• [Excerpted passage]:

Article Text

Repeat penetrating keratoplasty: indications, graft survival, and visual outcome
  1. H Al-Mezaine1,2,
  2. M D Wagoner2,
  3. and the King Khaled Eye Specialist Hospital Cornea Transplant Study Group*
  1. 1Department of Ophthalmology, King Saud University, Kingdom of Saudi Arabia
  2. 2Anterior Segment Division, Department of Ophthalmology, King Khaled Eye Specialist Hospital, Riyadh, Kingdom of Saudi Arabia
  1. Correspondence to: Michael D Wagoner MD, King Khaled Eye Specialist Hospital, PO Box 7191, Riyadh 11462, Kingdom of Saudi Arabia; michaelwagoner625{at}


Aim: To determine graft survival and visual outcome after repeat penetrating keratoplasty (PKP).

Methods: Retrospective review of the medical records patients who underwent repeat PKP at the King Khaled Eye Specialist Hospital (KKESH) between 1 January 1991 and 31 December 2002.

Collected data entries:
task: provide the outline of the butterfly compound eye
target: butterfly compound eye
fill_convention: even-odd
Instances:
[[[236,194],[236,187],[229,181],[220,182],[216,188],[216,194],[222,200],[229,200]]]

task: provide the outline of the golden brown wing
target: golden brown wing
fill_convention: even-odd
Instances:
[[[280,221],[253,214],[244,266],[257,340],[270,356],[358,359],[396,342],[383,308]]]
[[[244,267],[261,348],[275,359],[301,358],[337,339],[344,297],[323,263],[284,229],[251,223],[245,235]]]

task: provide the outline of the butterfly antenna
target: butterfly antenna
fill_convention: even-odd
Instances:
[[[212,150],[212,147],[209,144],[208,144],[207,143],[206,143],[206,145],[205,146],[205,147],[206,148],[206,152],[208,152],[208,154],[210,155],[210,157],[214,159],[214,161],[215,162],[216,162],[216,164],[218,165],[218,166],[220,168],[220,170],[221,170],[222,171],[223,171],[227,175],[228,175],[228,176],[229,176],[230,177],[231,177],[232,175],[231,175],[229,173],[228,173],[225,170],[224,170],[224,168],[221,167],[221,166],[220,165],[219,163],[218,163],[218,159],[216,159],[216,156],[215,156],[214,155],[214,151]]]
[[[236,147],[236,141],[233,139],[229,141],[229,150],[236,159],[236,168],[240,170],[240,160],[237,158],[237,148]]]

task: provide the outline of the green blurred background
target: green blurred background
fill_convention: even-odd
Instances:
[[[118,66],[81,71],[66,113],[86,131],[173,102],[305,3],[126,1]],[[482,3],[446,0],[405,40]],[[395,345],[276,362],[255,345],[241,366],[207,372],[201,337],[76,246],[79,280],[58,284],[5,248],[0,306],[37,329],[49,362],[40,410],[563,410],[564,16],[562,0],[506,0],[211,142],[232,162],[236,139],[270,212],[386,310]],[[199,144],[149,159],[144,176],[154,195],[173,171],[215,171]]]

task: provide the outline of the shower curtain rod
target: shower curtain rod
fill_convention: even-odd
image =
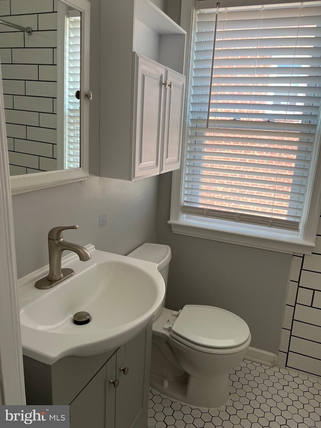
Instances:
[[[13,24],[12,22],[9,22],[8,21],[4,21],[2,19],[0,19],[0,24],[8,25],[8,27],[12,27],[13,28],[16,28],[17,30],[21,30],[22,31],[28,33],[28,34],[31,34],[32,33],[32,28],[31,27],[22,27],[21,25],[18,25],[17,24]]]

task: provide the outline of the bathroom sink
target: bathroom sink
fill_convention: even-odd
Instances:
[[[75,274],[52,289],[34,287],[48,266],[18,281],[23,353],[52,364],[68,355],[100,354],[128,342],[145,327],[160,306],[165,286],[156,264],[86,247],[91,259],[63,258]],[[88,312],[90,321],[73,322]]]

• [The task]:
In the abstract on repeat penetrating keratoplasty, between which dates did the reviewed patients undergo repeat PKP? The records have no connection to the text.

• [Expected answer]:
Between 1 January 1991 and 31 December 2002.